## TASK GOAL
All lines from the line containing "ridge, it would be much appreciated." up to and including the last line of the listing below should be echoed exactly; no other lines belong in the response.

## INFORMATION PROVIDED
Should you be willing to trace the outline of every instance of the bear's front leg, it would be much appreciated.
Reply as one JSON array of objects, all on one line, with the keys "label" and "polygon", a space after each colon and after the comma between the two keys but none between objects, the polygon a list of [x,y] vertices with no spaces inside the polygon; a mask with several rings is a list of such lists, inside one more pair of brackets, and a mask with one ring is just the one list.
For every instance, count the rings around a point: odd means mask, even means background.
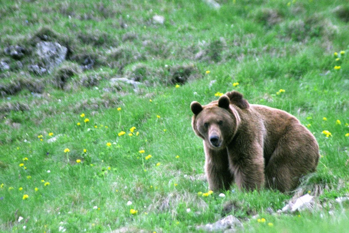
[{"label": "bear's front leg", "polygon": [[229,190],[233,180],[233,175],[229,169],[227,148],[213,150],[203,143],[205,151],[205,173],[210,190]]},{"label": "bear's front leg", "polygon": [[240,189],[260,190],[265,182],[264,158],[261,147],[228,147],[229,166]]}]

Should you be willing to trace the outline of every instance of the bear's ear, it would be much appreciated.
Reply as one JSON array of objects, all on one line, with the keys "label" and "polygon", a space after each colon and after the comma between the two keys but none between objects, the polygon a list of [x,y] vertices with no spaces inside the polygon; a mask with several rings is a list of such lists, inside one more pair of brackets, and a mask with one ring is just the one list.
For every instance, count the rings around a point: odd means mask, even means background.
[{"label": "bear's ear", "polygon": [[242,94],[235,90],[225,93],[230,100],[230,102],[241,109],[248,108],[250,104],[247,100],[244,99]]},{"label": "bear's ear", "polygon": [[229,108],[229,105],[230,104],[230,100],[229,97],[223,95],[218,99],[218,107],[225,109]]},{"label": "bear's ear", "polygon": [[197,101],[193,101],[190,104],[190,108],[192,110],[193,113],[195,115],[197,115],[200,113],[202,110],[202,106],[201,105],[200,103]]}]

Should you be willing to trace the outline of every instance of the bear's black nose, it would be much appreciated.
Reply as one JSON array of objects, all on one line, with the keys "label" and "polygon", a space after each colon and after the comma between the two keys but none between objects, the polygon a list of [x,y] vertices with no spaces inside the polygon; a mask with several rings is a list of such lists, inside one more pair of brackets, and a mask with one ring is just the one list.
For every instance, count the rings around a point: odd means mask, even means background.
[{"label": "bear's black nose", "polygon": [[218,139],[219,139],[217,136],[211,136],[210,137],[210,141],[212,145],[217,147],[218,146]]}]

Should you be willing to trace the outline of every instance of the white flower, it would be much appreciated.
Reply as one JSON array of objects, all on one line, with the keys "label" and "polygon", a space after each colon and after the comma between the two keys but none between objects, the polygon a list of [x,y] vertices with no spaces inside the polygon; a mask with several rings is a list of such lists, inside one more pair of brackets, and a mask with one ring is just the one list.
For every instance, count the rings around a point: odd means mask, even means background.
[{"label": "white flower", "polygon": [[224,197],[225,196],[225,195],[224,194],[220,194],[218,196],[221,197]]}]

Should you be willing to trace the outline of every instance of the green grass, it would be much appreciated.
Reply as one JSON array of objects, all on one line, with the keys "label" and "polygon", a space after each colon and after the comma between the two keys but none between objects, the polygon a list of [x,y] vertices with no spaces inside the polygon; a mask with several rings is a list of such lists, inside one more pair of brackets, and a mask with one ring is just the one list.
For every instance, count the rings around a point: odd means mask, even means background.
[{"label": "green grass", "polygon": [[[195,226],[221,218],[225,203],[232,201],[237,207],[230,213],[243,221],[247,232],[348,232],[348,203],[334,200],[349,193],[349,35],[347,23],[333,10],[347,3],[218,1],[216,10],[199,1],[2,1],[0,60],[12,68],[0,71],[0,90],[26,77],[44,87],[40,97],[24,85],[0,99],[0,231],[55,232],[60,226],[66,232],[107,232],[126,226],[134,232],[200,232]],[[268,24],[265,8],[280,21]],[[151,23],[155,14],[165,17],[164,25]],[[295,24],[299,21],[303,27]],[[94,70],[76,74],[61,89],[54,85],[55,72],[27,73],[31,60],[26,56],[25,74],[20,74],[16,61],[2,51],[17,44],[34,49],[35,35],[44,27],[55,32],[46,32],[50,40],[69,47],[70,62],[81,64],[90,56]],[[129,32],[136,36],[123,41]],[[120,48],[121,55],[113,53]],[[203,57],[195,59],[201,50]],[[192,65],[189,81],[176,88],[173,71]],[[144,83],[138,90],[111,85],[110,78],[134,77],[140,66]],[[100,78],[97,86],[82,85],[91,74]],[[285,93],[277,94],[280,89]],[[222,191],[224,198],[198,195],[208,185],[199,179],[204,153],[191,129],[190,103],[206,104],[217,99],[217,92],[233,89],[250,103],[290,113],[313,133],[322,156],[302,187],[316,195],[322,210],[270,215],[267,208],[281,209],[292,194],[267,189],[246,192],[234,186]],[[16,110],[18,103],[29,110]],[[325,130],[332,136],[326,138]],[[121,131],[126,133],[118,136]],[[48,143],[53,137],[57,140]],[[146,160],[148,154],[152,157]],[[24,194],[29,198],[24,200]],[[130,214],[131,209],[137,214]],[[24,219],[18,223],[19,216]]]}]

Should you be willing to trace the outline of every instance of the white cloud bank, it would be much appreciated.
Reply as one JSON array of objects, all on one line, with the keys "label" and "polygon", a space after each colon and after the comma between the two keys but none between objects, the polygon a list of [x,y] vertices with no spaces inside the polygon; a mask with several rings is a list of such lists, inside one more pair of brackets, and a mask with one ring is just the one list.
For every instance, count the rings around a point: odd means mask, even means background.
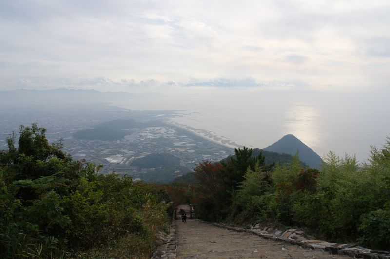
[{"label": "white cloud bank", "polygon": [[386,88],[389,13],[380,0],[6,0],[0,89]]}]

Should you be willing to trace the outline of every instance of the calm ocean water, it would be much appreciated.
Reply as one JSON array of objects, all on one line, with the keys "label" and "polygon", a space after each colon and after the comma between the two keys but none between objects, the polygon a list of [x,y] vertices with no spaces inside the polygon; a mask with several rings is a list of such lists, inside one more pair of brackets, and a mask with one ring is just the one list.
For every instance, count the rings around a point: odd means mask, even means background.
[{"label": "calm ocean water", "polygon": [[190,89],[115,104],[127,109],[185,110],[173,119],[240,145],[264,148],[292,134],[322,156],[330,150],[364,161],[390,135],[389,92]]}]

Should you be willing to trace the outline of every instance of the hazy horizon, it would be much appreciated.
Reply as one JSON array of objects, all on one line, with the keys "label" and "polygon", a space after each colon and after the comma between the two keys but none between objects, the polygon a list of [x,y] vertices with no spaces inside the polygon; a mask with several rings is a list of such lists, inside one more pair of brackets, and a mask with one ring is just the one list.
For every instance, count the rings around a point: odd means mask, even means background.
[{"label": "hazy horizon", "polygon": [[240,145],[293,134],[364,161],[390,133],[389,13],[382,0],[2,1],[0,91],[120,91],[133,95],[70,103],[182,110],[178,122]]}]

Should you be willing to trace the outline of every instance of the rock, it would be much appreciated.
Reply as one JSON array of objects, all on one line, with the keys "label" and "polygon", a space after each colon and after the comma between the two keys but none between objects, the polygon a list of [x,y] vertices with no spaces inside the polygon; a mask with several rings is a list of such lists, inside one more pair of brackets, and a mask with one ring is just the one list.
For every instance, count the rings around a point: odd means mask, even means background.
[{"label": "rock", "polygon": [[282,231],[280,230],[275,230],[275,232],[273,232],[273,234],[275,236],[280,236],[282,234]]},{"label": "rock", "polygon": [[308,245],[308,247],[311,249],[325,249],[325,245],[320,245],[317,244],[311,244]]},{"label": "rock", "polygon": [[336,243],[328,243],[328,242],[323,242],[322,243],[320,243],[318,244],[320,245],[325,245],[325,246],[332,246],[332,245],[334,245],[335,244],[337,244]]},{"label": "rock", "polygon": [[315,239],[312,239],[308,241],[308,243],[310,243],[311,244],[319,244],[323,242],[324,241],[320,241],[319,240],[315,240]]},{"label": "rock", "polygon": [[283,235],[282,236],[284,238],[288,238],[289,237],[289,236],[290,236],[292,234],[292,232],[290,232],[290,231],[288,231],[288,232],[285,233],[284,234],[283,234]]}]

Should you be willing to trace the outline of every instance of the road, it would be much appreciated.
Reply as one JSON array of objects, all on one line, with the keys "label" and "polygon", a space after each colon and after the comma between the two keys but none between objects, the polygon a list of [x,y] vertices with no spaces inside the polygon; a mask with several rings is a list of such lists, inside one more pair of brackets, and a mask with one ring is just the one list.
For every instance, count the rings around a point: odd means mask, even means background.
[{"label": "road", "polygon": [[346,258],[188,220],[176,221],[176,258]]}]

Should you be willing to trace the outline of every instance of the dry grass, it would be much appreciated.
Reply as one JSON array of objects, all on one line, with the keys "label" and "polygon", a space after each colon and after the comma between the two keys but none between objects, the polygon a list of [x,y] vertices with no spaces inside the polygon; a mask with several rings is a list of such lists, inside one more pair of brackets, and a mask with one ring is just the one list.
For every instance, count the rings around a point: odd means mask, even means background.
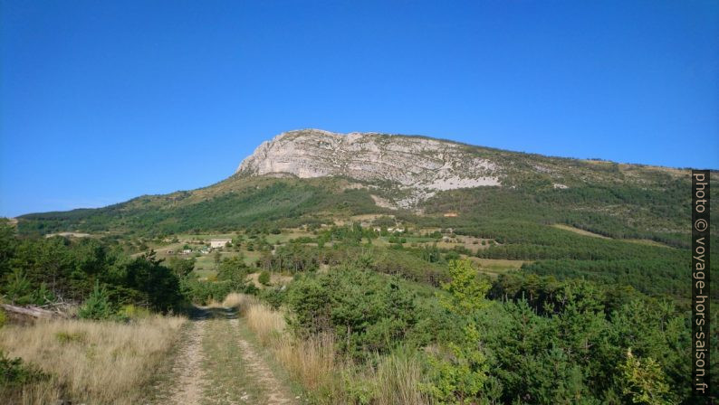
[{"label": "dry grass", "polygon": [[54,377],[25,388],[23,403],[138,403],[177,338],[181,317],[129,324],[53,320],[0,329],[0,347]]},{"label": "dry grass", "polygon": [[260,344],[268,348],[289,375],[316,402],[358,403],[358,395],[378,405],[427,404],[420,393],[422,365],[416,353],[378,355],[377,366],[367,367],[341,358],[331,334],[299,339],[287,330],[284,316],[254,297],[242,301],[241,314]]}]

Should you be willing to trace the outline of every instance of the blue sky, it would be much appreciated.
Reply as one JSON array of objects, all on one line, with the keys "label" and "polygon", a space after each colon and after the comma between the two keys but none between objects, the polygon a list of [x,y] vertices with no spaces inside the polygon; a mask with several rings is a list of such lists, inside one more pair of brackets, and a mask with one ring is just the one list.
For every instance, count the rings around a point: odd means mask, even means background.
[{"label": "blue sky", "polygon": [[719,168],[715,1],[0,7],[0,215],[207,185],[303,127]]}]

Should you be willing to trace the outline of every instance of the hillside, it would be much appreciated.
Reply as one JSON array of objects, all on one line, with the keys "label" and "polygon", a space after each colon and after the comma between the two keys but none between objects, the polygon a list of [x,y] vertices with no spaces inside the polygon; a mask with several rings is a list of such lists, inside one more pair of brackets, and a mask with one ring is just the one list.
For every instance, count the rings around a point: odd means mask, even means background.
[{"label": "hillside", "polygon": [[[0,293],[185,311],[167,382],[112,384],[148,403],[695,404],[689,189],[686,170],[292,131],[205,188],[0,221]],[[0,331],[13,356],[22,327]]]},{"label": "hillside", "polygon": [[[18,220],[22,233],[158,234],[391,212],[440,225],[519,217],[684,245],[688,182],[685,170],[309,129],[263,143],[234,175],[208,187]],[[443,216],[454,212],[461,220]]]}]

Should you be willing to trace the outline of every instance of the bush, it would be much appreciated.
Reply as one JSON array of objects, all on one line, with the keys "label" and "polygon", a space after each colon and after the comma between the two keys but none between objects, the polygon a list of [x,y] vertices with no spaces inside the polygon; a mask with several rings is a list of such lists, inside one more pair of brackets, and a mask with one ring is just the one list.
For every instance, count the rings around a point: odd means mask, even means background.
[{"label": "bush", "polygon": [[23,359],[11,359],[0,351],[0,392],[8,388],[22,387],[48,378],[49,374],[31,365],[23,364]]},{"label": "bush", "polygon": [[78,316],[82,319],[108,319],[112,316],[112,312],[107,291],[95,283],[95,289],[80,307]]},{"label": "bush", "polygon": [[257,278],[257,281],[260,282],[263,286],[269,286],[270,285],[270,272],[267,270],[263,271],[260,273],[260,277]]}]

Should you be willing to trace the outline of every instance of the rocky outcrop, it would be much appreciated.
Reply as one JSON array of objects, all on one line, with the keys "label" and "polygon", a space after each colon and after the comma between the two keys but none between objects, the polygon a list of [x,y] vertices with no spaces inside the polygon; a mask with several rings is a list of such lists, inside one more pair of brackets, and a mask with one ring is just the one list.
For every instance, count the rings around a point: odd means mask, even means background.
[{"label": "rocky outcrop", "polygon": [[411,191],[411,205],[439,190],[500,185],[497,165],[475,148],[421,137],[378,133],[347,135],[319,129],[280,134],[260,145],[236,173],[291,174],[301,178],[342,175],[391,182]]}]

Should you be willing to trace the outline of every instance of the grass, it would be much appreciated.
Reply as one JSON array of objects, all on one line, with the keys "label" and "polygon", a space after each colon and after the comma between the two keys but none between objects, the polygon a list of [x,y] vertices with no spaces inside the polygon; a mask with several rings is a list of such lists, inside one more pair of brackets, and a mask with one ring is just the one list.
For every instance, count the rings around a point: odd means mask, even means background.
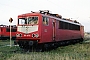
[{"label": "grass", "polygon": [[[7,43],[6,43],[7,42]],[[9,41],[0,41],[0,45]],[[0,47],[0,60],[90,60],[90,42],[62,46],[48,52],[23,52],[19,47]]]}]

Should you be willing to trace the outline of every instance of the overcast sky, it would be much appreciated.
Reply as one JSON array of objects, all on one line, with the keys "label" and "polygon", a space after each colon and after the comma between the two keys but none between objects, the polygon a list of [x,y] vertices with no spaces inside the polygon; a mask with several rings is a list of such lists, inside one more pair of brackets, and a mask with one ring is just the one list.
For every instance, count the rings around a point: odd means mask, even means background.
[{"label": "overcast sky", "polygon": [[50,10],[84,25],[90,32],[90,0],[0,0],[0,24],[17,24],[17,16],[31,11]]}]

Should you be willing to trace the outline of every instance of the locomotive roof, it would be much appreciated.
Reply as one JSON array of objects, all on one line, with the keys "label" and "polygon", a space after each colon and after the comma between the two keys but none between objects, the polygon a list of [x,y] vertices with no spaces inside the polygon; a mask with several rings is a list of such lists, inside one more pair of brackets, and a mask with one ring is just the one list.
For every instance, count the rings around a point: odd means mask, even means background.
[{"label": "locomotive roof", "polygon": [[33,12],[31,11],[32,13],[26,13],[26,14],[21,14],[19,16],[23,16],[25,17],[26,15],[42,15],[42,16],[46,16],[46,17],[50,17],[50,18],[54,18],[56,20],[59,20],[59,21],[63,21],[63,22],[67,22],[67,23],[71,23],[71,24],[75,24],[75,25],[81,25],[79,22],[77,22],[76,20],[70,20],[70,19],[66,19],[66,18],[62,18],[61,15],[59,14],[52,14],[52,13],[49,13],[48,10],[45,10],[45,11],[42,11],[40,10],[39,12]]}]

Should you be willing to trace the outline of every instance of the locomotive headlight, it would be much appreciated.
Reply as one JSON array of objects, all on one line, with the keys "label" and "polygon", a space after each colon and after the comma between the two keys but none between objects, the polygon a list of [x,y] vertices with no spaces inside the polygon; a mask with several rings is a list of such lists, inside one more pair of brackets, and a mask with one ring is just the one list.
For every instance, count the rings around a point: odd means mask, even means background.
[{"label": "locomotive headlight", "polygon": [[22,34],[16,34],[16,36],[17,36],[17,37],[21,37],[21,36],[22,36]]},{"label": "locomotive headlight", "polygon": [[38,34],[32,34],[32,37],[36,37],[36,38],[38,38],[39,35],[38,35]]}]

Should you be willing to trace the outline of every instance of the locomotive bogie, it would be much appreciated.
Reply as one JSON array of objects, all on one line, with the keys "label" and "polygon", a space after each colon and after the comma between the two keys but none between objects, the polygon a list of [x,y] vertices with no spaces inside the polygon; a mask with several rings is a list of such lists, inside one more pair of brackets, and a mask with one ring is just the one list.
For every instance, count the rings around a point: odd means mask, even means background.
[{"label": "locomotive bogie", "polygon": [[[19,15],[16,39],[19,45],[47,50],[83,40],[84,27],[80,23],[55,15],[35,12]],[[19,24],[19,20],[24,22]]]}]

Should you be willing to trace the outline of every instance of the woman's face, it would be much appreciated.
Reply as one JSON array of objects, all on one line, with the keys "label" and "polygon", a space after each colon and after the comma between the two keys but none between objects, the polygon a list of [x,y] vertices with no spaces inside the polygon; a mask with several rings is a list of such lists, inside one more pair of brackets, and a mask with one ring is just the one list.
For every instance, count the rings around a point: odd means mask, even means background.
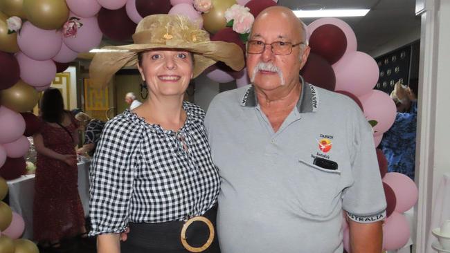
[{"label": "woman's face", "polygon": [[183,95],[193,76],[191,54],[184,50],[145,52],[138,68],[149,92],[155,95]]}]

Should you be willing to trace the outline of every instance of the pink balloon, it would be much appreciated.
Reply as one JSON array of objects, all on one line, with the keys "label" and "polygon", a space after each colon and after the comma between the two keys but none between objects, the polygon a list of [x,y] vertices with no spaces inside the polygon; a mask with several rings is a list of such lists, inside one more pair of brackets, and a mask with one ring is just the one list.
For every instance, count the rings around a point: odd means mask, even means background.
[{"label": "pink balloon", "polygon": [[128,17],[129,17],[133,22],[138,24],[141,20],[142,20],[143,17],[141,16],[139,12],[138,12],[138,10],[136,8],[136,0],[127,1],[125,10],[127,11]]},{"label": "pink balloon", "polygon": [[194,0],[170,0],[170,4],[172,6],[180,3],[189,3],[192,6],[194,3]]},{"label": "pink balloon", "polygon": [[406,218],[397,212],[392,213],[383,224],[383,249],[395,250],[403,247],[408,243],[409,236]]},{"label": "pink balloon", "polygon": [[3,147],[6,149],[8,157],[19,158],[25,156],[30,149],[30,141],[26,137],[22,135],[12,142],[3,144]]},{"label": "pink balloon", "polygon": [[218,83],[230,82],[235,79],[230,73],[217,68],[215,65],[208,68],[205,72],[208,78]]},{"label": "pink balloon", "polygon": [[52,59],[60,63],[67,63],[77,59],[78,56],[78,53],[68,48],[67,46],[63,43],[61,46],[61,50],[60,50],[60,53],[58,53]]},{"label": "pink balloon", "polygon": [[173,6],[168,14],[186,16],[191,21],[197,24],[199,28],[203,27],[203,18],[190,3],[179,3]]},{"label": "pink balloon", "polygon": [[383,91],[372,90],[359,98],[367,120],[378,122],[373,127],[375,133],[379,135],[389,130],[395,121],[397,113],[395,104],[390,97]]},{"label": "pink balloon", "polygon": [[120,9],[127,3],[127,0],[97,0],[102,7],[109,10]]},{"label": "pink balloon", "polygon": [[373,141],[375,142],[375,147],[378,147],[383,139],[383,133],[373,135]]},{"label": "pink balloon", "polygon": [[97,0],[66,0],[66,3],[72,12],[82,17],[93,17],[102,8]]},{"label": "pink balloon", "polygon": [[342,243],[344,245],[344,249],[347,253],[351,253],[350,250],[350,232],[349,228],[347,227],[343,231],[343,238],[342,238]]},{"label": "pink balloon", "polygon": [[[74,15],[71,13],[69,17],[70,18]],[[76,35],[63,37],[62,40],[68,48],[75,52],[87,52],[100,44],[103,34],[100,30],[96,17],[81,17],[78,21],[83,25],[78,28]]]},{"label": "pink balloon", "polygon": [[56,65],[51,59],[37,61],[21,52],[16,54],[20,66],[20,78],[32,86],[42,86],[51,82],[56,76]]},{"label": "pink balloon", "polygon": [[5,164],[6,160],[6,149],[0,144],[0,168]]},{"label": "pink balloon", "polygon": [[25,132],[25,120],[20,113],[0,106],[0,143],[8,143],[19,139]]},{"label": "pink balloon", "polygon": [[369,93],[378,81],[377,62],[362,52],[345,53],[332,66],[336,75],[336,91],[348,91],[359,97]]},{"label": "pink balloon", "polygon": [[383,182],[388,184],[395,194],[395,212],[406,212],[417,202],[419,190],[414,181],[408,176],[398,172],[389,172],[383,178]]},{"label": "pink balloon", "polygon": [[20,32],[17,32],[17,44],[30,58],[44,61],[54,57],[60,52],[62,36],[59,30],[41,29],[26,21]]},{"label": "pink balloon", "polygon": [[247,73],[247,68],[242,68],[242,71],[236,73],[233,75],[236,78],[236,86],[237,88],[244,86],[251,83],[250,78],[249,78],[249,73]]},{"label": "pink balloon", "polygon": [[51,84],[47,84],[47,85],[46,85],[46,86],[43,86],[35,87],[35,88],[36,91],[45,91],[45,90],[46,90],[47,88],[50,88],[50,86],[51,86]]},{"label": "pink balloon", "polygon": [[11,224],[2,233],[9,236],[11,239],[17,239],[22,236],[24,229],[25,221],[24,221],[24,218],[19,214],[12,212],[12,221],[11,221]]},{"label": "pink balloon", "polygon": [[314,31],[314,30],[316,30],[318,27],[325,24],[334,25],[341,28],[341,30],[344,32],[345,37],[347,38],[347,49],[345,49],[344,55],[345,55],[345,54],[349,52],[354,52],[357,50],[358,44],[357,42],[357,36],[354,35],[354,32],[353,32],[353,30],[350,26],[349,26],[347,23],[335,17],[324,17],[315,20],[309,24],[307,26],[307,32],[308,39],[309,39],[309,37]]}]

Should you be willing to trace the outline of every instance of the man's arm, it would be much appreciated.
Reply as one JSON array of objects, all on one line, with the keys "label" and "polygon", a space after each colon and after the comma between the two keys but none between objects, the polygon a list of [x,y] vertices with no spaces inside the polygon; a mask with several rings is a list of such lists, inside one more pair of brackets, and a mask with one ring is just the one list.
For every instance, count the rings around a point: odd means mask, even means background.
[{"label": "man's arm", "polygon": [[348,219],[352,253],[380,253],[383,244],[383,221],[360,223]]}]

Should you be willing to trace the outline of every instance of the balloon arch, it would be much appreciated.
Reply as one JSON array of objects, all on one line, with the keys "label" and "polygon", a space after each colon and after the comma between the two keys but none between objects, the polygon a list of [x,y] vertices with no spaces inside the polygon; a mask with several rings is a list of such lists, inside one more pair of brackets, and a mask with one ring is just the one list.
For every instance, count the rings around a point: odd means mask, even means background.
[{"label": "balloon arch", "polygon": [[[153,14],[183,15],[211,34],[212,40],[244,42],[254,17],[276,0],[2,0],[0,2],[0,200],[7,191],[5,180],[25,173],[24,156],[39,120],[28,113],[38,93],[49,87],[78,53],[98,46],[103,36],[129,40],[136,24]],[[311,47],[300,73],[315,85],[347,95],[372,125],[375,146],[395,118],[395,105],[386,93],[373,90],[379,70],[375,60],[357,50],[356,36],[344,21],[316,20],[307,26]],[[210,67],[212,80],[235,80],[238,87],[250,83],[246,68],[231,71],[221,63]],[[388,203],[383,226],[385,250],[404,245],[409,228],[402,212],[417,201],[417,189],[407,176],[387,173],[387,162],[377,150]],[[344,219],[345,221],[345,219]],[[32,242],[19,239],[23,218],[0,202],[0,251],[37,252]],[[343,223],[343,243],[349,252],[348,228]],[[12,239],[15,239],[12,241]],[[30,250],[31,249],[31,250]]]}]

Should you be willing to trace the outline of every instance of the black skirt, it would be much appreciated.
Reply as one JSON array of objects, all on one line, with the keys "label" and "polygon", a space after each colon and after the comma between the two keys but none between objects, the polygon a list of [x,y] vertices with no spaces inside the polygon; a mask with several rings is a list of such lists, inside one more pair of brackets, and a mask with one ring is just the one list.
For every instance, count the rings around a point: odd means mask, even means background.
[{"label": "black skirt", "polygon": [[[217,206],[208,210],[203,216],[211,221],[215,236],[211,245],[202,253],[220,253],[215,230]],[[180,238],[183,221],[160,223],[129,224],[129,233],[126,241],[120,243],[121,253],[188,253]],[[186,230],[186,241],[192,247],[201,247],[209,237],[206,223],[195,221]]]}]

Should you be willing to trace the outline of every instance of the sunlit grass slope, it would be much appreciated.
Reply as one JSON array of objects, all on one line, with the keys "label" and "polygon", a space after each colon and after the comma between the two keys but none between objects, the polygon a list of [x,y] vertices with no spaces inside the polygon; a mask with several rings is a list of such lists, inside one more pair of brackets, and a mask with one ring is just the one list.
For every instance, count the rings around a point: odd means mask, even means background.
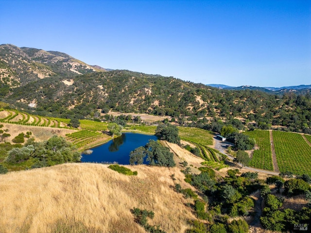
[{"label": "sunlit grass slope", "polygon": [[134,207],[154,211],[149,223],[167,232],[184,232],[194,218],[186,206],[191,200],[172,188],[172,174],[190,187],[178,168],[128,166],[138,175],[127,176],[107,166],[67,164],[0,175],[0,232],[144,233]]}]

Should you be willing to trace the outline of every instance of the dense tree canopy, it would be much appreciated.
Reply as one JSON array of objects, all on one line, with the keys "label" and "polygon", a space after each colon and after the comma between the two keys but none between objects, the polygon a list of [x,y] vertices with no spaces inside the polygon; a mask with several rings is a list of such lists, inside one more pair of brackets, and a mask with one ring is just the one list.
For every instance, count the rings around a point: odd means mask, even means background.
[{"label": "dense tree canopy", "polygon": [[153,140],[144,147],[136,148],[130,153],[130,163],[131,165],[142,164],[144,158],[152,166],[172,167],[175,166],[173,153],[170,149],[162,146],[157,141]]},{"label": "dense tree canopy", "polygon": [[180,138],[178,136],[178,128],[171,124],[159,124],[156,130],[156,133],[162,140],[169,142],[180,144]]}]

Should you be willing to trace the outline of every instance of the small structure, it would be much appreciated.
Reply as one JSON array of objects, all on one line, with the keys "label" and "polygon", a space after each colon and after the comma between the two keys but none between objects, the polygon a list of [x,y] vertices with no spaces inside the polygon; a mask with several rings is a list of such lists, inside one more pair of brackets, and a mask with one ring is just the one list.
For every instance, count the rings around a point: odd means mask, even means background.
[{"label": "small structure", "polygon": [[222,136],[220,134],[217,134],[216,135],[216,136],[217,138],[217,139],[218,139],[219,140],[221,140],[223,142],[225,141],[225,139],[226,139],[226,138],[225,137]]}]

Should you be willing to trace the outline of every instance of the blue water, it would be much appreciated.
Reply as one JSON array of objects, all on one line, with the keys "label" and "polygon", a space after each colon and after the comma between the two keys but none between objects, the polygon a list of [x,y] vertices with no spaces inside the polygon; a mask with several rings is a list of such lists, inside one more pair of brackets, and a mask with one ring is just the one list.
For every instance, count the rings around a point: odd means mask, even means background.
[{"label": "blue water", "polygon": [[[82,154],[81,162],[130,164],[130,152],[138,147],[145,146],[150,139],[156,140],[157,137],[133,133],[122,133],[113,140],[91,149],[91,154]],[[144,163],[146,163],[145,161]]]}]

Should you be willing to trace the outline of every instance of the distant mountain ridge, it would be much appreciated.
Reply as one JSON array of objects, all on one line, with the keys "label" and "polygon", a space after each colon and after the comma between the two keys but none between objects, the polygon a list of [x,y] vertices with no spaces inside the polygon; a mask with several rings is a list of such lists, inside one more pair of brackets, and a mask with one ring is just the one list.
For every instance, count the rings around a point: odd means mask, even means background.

## OUTPUT FOR THIS EXERCISE
Should you be willing to trace the outline of every instance of the distant mountain ridge, it would be much appreciated.
Reply as one JSON array of objects, all on one line, with the keys "label" and "polygon", a space after each colon and after the comma between the two keys but none between objects, the polygon a list of [x,y] vertices with no spaces inside the polygon; a mask with several rings is a list of such lists, inside one more pair of brackets, and a mask with one ring is just the one list.
For every instance, count the rings around a point: odd means mask, even means background.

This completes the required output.